— Object position labeling entries —
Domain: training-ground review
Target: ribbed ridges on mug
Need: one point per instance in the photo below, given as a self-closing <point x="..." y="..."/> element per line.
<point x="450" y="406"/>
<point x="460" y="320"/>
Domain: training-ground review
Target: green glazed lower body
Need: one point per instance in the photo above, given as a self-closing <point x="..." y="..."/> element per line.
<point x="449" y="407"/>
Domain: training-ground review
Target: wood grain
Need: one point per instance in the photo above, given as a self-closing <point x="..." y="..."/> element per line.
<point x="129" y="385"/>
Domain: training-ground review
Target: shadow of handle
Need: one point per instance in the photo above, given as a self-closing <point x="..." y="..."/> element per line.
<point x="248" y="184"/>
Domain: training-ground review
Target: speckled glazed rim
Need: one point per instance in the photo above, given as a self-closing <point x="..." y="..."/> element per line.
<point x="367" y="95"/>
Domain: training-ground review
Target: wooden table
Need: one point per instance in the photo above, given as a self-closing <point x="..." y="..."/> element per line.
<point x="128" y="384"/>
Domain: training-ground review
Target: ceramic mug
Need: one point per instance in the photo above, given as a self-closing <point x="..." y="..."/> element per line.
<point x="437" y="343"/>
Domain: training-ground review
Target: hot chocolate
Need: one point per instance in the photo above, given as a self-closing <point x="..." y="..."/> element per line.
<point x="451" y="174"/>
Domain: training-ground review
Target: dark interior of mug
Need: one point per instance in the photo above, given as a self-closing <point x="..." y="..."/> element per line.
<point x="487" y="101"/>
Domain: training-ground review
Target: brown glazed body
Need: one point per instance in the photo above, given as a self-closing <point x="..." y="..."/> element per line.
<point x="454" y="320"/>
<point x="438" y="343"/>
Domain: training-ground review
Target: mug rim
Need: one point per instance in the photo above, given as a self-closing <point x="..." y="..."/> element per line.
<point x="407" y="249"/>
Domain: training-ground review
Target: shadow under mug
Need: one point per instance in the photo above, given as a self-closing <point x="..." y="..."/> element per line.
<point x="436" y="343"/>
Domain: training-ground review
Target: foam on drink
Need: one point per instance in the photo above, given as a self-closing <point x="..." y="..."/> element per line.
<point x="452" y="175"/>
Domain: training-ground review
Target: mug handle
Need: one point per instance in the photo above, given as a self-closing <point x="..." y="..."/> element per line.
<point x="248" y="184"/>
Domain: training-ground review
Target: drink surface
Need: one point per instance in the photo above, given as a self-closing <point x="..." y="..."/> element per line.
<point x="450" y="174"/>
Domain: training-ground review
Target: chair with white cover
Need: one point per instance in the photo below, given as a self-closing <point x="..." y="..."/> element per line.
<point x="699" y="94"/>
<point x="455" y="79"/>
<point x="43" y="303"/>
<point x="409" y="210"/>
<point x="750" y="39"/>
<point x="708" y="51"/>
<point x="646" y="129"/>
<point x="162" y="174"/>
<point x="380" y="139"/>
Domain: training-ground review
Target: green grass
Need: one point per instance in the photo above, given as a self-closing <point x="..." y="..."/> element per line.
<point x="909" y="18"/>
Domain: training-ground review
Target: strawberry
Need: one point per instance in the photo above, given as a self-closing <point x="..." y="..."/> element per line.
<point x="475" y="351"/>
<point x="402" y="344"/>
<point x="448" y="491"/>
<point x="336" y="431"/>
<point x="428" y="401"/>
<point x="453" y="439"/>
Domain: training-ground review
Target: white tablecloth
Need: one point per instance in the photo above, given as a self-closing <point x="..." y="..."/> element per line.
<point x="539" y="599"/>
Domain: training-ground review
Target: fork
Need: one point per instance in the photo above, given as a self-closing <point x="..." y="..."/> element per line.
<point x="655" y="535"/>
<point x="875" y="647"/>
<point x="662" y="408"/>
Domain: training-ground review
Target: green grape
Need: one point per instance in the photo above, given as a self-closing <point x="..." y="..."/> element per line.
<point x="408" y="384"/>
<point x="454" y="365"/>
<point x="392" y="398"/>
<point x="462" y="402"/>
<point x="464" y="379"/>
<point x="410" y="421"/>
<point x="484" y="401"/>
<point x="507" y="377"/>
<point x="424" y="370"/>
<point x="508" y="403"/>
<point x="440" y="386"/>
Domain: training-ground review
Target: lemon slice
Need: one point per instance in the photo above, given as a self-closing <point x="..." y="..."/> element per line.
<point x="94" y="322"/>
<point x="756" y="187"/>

— TASK —
Please repeat the listing above in full and exactly.

— FULL OUTPUT —
Domain: training-ground review
Target: ribbed ridges on mug
Need: one point per instance in the photo below, given as a self-closing <point x="..." y="..."/> element per line.
<point x="450" y="406"/>
<point x="460" y="320"/>
Domain: training-ground review
Target: green glazed lower body
Need: one point per instance in the photo above, given as a self-closing <point x="..." y="..."/> element per line.
<point x="449" y="407"/>
Domain: training-ground review
Target: wood grain
Need: one point per instance in the photo above, given as a self-closing <point x="..." y="..."/> element per line.
<point x="129" y="385"/>
Domain: training-ground review
Target: shadow of handle
Need: one point per instance in the photo above, given as a self-closing <point x="..." y="..."/> element per line.
<point x="248" y="184"/>
Domain: training-ground review
Target: speckled glazed rim
Need: one point per instance in the photo above, given as a self-closing <point x="..." y="..."/> element per line.
<point x="367" y="95"/>
Domain: training-ground review
Target: wooden table
Need: one point per instance in the photo above, given as a self-closing <point x="..." y="..."/> element per line.
<point x="128" y="384"/>
Domain: training-ground review
Target: ceramic mug
Need: one point per instance in the photo above, given as a self-closing <point x="..." y="..."/> element per line.
<point x="437" y="343"/>
Domain: training-ground review
Target: hot chocolate
Need: one point per instance in the photo above, given as a self-closing <point x="..." y="..."/> element per line.
<point x="451" y="174"/>
Domain: training-ground review
Target: dark interior of mug
Need: one point per instance in the photo above, given as a self-closing <point x="..." y="..."/> element per line.
<point x="487" y="101"/>
Domain: training-ground review
Target: brown glazed body
Need: one point per instance in the photo above, given as a self-closing <point x="..." y="..."/> element per line.
<point x="454" y="320"/>
<point x="438" y="343"/>
Domain: training-ground review
Target: mug rim
Need: one point per instance in the photo above, given as a self-closing <point x="..." y="..."/> element per line.
<point x="407" y="249"/>
Domain: training-ground review
Target: shadow under mug
Need: one point per instance in the photo above, given as a self-closing <point x="..." y="..."/> element per line.
<point x="436" y="343"/>
Domain: training-ground review
Target: foam on drink
Need: one point per instance in the photo above, given as a self-closing <point x="..." y="..."/> element per line.
<point x="452" y="175"/>
Domain: training-ground review
Target: mug handle
Need: one point per instance in the photo above, given as a self-closing <point x="..." y="..."/> element per line.
<point x="248" y="184"/>
Domain: training-ground review
Target: drink surface
Need: one point per instance in the photo above, given as a self-closing <point x="..." y="..."/> element per line.
<point x="450" y="174"/>
Domain: training-ground review
Target: chair with white cover
Need: one point per instance in the photo below, given as a self-closing <point x="..." y="..."/> element per line.
<point x="699" y="94"/>
<point x="455" y="79"/>
<point x="43" y="303"/>
<point x="409" y="210"/>
<point x="750" y="39"/>
<point x="708" y="51"/>
<point x="646" y="129"/>
<point x="162" y="174"/>
<point x="380" y="139"/>
Domain: training-ground review
Target: green grass
Need: one point per instance in the photo above, given as a self-closing <point x="..." y="..."/> element per line.
<point x="909" y="18"/>
Domain: training-ground review
Target: strawberry
Need: one point per instance in the photo above, given as a self-closing <point x="..." y="..."/> element per line.
<point x="475" y="351"/>
<point x="402" y="344"/>
<point x="448" y="491"/>
<point x="336" y="431"/>
<point x="428" y="401"/>
<point x="453" y="439"/>
Domain: training-ground review
Target: white tablecloth
Need: one point per instance in the photo above, given as a self-closing <point x="..." y="..."/> element per line.
<point x="539" y="599"/>
Domain: training-ground review
Target: fork
Need: one point per instance in the photo above, given as a self-closing <point x="..." y="..."/> element per line.
<point x="655" y="535"/>
<point x="875" y="647"/>
<point x="662" y="408"/>
Domain: training-ground review
Target: green grape
Need: one point per instance in the photo above, given as a self-closing <point x="..." y="..."/> element per line.
<point x="408" y="384"/>
<point x="454" y="365"/>
<point x="392" y="398"/>
<point x="462" y="402"/>
<point x="464" y="379"/>
<point x="410" y="421"/>
<point x="484" y="401"/>
<point x="507" y="377"/>
<point x="424" y="370"/>
<point x="508" y="403"/>
<point x="440" y="386"/>
Domain: training-ground review
Target: lemon slice
Need: one point per instance in the photo above, given as a self-closing <point x="..." y="..."/> element per line.
<point x="94" y="322"/>
<point x="756" y="187"/>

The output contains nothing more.